AIM OF THE EXERCISE: Return each entry exactly, with none missing.

Data records
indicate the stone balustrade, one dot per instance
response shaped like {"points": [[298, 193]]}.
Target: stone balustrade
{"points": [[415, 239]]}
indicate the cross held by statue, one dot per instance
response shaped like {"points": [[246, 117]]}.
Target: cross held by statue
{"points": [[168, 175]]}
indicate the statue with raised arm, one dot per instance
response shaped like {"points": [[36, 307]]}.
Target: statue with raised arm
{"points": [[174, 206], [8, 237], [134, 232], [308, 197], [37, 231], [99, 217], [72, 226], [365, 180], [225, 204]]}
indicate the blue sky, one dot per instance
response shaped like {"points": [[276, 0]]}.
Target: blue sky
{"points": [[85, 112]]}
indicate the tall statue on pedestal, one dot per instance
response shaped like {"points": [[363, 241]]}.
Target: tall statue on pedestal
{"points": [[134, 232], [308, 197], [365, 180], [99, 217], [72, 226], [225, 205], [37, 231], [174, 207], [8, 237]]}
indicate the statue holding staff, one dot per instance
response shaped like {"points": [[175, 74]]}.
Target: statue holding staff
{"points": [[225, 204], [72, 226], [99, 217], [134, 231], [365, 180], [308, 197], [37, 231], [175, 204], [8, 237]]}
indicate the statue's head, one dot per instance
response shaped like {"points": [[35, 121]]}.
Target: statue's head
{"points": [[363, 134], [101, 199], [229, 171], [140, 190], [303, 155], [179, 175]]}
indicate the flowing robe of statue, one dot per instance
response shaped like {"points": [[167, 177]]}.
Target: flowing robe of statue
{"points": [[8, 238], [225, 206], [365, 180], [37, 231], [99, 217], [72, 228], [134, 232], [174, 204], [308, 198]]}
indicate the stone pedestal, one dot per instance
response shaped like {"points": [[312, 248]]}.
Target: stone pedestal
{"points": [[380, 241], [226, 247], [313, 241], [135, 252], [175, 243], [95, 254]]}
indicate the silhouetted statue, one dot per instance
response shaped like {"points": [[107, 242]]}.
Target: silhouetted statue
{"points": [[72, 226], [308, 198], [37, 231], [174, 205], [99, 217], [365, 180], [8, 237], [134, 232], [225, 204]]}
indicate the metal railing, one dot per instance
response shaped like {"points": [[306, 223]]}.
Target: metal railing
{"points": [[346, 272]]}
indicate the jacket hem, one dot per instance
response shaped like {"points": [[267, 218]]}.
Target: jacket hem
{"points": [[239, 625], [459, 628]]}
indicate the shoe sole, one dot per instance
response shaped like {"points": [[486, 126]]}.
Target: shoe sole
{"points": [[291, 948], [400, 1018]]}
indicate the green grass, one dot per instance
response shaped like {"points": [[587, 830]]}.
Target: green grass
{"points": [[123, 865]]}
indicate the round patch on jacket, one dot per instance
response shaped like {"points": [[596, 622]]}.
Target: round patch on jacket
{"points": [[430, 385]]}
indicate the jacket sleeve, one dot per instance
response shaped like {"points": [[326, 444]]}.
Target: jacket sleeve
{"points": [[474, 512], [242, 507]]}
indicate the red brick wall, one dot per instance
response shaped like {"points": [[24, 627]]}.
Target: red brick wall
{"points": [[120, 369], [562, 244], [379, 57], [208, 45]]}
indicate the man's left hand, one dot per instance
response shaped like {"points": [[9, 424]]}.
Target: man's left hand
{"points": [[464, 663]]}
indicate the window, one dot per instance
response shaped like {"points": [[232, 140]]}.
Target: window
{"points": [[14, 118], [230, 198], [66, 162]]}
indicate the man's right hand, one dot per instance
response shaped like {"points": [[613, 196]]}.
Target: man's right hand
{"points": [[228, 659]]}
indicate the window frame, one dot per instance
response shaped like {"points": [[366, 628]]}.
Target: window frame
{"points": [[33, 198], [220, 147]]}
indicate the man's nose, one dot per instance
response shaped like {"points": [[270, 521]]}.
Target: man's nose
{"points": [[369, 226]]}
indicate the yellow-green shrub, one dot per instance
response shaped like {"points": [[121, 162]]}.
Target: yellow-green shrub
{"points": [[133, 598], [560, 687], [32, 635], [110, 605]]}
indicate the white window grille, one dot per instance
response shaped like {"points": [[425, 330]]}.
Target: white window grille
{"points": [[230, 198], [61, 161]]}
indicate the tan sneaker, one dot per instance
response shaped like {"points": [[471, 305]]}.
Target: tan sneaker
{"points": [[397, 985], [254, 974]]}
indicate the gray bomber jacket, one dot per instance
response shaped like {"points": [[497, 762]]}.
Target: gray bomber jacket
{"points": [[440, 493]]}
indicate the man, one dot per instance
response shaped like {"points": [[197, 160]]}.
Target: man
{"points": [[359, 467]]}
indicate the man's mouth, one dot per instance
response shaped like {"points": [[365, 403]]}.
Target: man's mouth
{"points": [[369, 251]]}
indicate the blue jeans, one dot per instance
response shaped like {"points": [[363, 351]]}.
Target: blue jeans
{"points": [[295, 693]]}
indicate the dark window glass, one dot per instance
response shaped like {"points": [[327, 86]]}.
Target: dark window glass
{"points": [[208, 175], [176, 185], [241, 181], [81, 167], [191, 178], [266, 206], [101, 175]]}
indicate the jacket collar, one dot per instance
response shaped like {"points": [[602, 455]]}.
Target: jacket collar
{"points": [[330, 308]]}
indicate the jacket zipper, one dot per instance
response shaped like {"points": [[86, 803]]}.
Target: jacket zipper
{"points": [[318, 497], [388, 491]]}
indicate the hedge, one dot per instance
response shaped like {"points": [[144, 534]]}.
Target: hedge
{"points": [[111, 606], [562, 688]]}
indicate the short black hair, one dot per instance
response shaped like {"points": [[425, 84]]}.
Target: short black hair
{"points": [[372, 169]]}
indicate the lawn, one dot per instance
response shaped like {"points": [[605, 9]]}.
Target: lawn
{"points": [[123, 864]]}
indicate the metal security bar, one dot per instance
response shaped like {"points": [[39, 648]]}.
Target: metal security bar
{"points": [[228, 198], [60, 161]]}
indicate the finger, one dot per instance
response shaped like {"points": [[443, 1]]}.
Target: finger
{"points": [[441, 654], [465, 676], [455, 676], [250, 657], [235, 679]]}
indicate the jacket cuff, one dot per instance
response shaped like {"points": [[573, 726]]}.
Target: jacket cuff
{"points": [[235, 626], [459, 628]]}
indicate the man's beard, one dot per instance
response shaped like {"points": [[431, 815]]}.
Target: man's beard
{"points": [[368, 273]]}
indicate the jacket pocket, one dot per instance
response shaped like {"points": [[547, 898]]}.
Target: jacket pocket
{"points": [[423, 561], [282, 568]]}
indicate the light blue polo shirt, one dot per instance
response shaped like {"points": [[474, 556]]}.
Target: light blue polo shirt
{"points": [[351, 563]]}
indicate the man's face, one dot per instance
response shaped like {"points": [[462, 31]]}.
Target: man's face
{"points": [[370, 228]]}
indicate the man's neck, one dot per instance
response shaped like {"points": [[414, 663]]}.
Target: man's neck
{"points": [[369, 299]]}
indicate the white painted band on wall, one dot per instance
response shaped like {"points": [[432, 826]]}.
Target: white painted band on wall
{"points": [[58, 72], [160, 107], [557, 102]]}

RESULT OF THIS TASK:
indicate the stone balustrade, one dot per instance
response shaped like {"points": [[298, 193]]}.
Target: stone balustrade
{"points": [[415, 239]]}
indicate the cross held by statue, one dot per instance
response shaped like {"points": [[246, 117]]}.
Target: cross held by statue
{"points": [[168, 175]]}
indicate the statue with raised arm, one dot per instance
response shaped like {"points": [[36, 307]]}.
Target: statue with raised arm
{"points": [[174, 206], [8, 237], [134, 232], [308, 197], [37, 231], [99, 217], [72, 226], [365, 180], [225, 204]]}
indicate the blue sky, one dot per instance
response shaped like {"points": [[276, 0]]}.
Target: blue sky
{"points": [[85, 112]]}
indicate the tall statue on pedestal, one dot per instance
response shaped like {"points": [[363, 241]]}.
Target: tall statue on pedestal
{"points": [[134, 232], [308, 197], [365, 180], [99, 217], [72, 226], [225, 205], [37, 231], [174, 207], [8, 237]]}
indicate the statue holding staff, one dot per instance
response shaped like {"points": [[175, 74]]}.
Target: statue holding staff
{"points": [[225, 204], [72, 226], [99, 217], [134, 231], [365, 180], [308, 197], [37, 231], [175, 204], [8, 237]]}
indicate the statue's head, one dot per instance
response shaped like {"points": [[35, 121]]}.
Target: statue's head
{"points": [[363, 134], [101, 199], [229, 171], [140, 190], [303, 155], [179, 175]]}
indicate the flowing robe of statue, one dot per instance
response shaped like {"points": [[167, 177]]}.
Target: flowing robe of statue
{"points": [[8, 238], [225, 206], [365, 180], [37, 231], [99, 217], [72, 228], [134, 232], [174, 204], [308, 198]]}
indicate the stone pedestal, one dot per instance
response shaped like {"points": [[312, 248]]}.
Target: stone pedestal
{"points": [[380, 241], [226, 247], [313, 241], [135, 252], [175, 243], [95, 254]]}
indicate the silhouetted statue, one dot per instance
response shaped like {"points": [[107, 242]]}.
Target: silhouetted statue
{"points": [[72, 226], [308, 198], [37, 231], [174, 205], [99, 217], [365, 180], [8, 237], [134, 232], [225, 204]]}
indicate the metal railing, one dot per instance
response shaped like {"points": [[306, 223]]}.
Target: metal railing
{"points": [[346, 272]]}
indicate the jacket hem, one dot per instance
response shaped like {"points": [[267, 218]]}.
Target: jacket hem
{"points": [[239, 625], [459, 628]]}
indicate the shoe sole, one dot per instance
response shaped like {"points": [[486, 126]]}.
Target: shoe sole
{"points": [[291, 948], [400, 1018]]}
indicate the green grass, one dot per instance
response shaped like {"points": [[587, 830]]}.
Target: green grass
{"points": [[123, 865]]}
indicate the round patch on jacket, one dot per instance
response shaped like {"points": [[596, 622]]}.
Target: round patch on jacket
{"points": [[430, 385]]}
indicate the jacket sleeve, one dot per instance
response shaped like {"points": [[326, 444]]}.
Target: jacket sleeve
{"points": [[474, 512], [242, 507]]}
indicate the red brick wall, one dot per instance
response shaped like {"points": [[24, 627]]}.
Target: red brick wall
{"points": [[120, 369], [562, 244], [379, 57], [208, 45]]}
indicate the man's left hand, one dot per instance
response shaped like {"points": [[9, 424]]}.
Target: man's left hand
{"points": [[464, 663]]}
indicate the window, one dot per instance
response shaped like {"points": [[232, 140]]}.
Target: window
{"points": [[14, 118], [230, 198], [66, 162]]}
indicate the man's right hand, one dot per instance
response shaped like {"points": [[613, 196]]}.
Target: man's right hand
{"points": [[228, 659]]}
indicate the window frame, one dot per instance
response shaped like {"points": [[366, 628]]}.
Target: window frame
{"points": [[33, 198], [220, 147]]}
indicate the man's nose, one dot per instance
response shaped like {"points": [[270, 521]]}.
Target: man's nose
{"points": [[369, 226]]}
indicate the yellow-green shrub, one dot per instance
response shaped like {"points": [[121, 162]]}.
Target: yellow-green shrub
{"points": [[133, 598], [560, 687], [32, 635], [110, 605]]}
indicate the white window grille, one dot per instance
response shaped like {"points": [[425, 330]]}.
Target: white window grille
{"points": [[230, 198], [61, 161]]}
indicate the tan sneaker, one dot per instance
response shaped like {"points": [[471, 305]]}.
Target: tan sneaker
{"points": [[397, 985], [254, 974]]}
indicate the gray bomber jacket, one dot per instance
response shaped like {"points": [[497, 762]]}.
Target: gray bomber jacket
{"points": [[440, 493]]}
indicate the man, one dot per instance
response shaped like {"points": [[197, 160]]}.
Target: man
{"points": [[359, 467]]}
indicate the man's mouth, one dot per instance
response shaped like {"points": [[365, 403]]}.
Target: man's mouth
{"points": [[369, 251]]}
indicate the blue jeans, one dot per instance
response shaped like {"points": [[363, 351]]}.
Target: blue jeans
{"points": [[295, 693]]}
indicate the dark window glass, one dot per instance
response shaped like {"points": [[327, 86]]}.
Target: dark window glass
{"points": [[208, 175], [176, 185], [241, 181], [81, 167], [191, 178], [266, 206], [101, 175]]}
indicate the jacket collar, one dot per instance
response shaped like {"points": [[602, 455]]}.
Target: jacket collar
{"points": [[330, 308]]}
indicate the jacket zipper, one dot per instance
response shaped like {"points": [[86, 803]]}.
Target: jacket zipper
{"points": [[318, 497], [388, 491]]}
indicate the hedge, one dot per instance
response shaped like {"points": [[144, 534]]}.
Target: hedge
{"points": [[111, 606], [562, 688]]}
indicate the short black hair, one dot per instance
response shaped like {"points": [[425, 84]]}.
Target: short black hair
{"points": [[372, 169]]}
indicate the lawn, one dot per instance
response shaped like {"points": [[605, 9]]}.
Target: lawn
{"points": [[123, 864]]}
indicate the metal security bar, one dot per instance
response shaped like {"points": [[39, 648]]}.
Target: metal security bar
{"points": [[228, 198], [60, 161]]}
indicate the finger, one dot per instance
response shaped like {"points": [[443, 1]]}.
Target: finger
{"points": [[441, 654], [465, 676], [455, 676], [250, 657], [235, 679]]}
indicate the jacket cuff, one dot per instance
response shaped like {"points": [[573, 726]]}.
Target: jacket cuff
{"points": [[235, 626], [459, 628]]}
indicate the man's beard, one dot per instance
response shaped like {"points": [[431, 815]]}.
Target: man's beard
{"points": [[368, 273]]}
indicate the jacket pocket, one dot per instance
response shaped like {"points": [[547, 898]]}.
Target: jacket pocket
{"points": [[423, 561], [282, 568]]}
indicate the light blue polo shirt, one dot per instance
response shaped like {"points": [[474, 556]]}.
Target: light blue polo shirt
{"points": [[351, 563]]}
indicate the man's face, one dot per instance
response shaped like {"points": [[462, 31]]}.
Target: man's face
{"points": [[370, 228]]}
indicate the man's neck, one dot per instance
response shaped like {"points": [[414, 663]]}.
Target: man's neck
{"points": [[369, 299]]}
indicate the white painted band on wall, one dot per instance
response shaped like {"points": [[432, 826]]}.
Target: white painted band on wall
{"points": [[58, 72], [160, 107], [557, 102]]}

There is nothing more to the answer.